Requirement A ▸
Answer these questions using the text about Sophie Calle's Take Care of Yourself project:
(i) How many women did she ask to interpret the letter?
(ii) What words did the letter end with?
(iii) How was Calle broken up with?
Requirement B ▸
Could you write the next part of the text about Sophie Calle's Take Care of Yourself project, picking up after its last sentence?

I didn’t know how to respond.
It was almost as if it hadn’t been meant for me.
It ended with the words, “Take care of yourself.”
And so I did.
I asked 107 women (including two made from wood and one with feathers),
chosen for their profession or skills, to interpret this letter.
To analyze it, comment on it, dance it, sing it.
Dissect it. Exhaust it. Understand it for me.
Answer for me.
It was a way of taking the time to break up.
A way of taking care of myself.
When photographer Sophie Calle was broken up with over email after a long-term relationship that found itself sometimes being long-distance, she was quite surprised. In turn, Calle decided to turn this heartbreak into a project, one that -as a complete collection- is rather delightful and humorous, without taking away from the seriousness of sadness that can exist in these situations.
Take Care of Yourself is a collection of interpretations by over 100 women, including academic analysis, textual study, braille, tarot, shorthand, psychological and structural. The email is turned into a news story, a legal contract, a resume, and in graphics, advertisements, magazine spreads, floral arrangements, cartoons, paintings, piano compositions on paper, viewed from many sides. The beautifully curated book contains miniature booklets, one a fairy tale, another a play, inspired by the email. CDs of meditations, phone conversations, a film, a performance, Take Care is truly an in-depth gallery of collaboration and mediums.

Information ▸
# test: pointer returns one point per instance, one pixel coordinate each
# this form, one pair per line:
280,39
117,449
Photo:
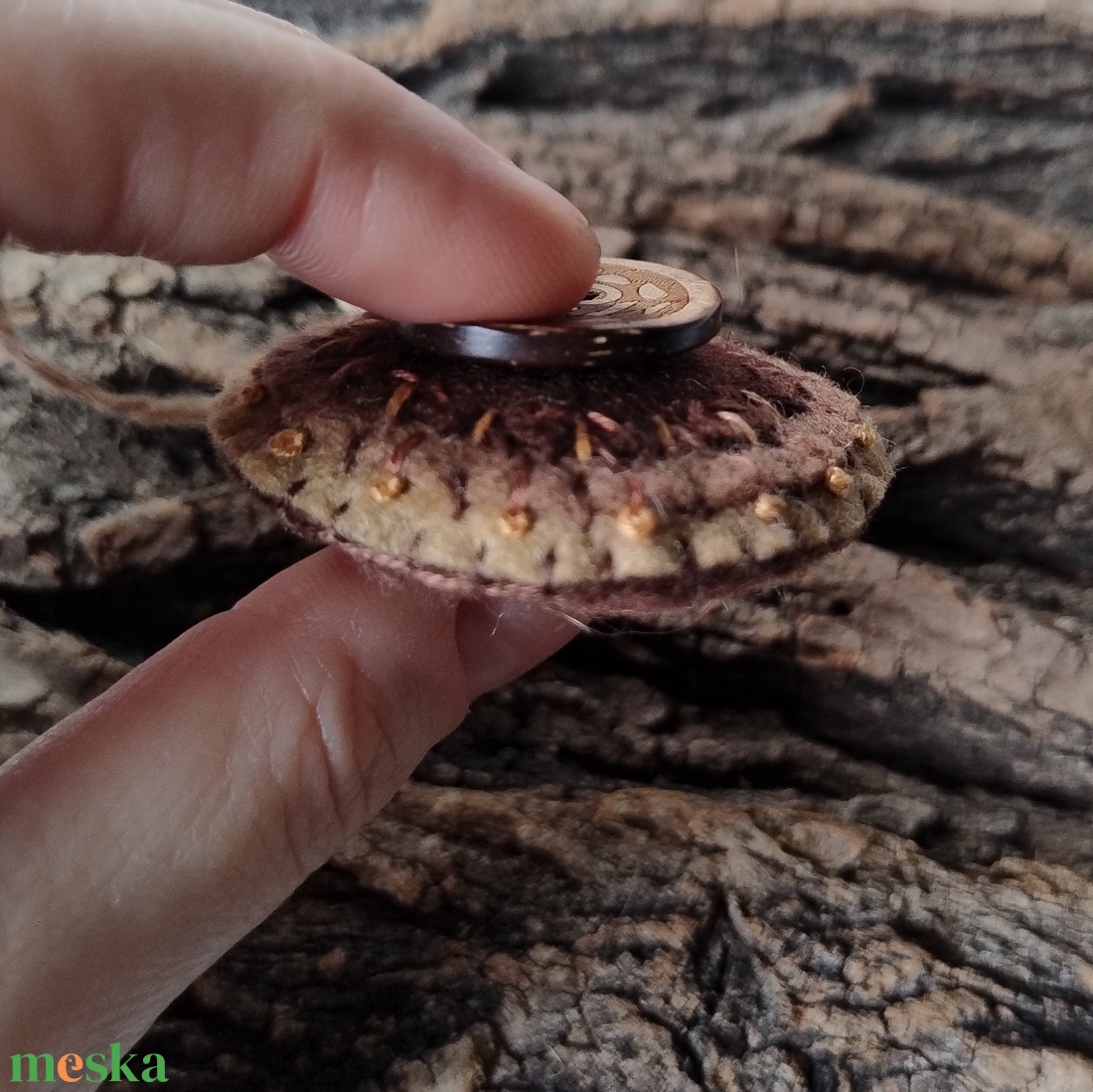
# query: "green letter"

Output A ▸
(i) 107
(ii) "Take care of yourself."
(iii) Over email

Output B ▸
Ironically, my ex of 7 years, who broke up with me over email, gave me this book as a Christmas present and I just now have taken the time to look at it. He has since passed away and my reflection on him in his relationships with others, as they have revealed their inner-workings after his death, seem to have altered greatly. Love is tricky, heartache is trickier. Whereas Calle has been criticized for being a “scorned woman”, Take Care of Yourself doesn’t strike me as a revenge series, though I supposed it’s easy for some to see it this way. It’s moments of tenderness, bittersweet, sad-eyed sentiment is met with objective deconstruction in our faulty communications within love.
Othered Earth, the title for our second Symposium print zine, available on Etsy and released on US Mother’s Day, nodded towards the idea of remaining grounded. As explained in our previous Museletter, chaos within any environment often leads to transformation, reaction, action, all testing our center. As a little sonic experiment, creating a soundtrack of “Mother Earth” energy enveloped with atmospheres, a mix by the same name pays homage to 1980’s “experimental” art-pop/rock/electronic. Flutes, cellos, stand-up basses, pianos, percussive experimentation, electric and organic, in a floating genre that clearly has roots in classical theory, a range of instruments not typical to pop or rock, feature multiple songs by Kate Bush, Brian Eno, Arthur Russell, serving as a soundtrack to serenity in static.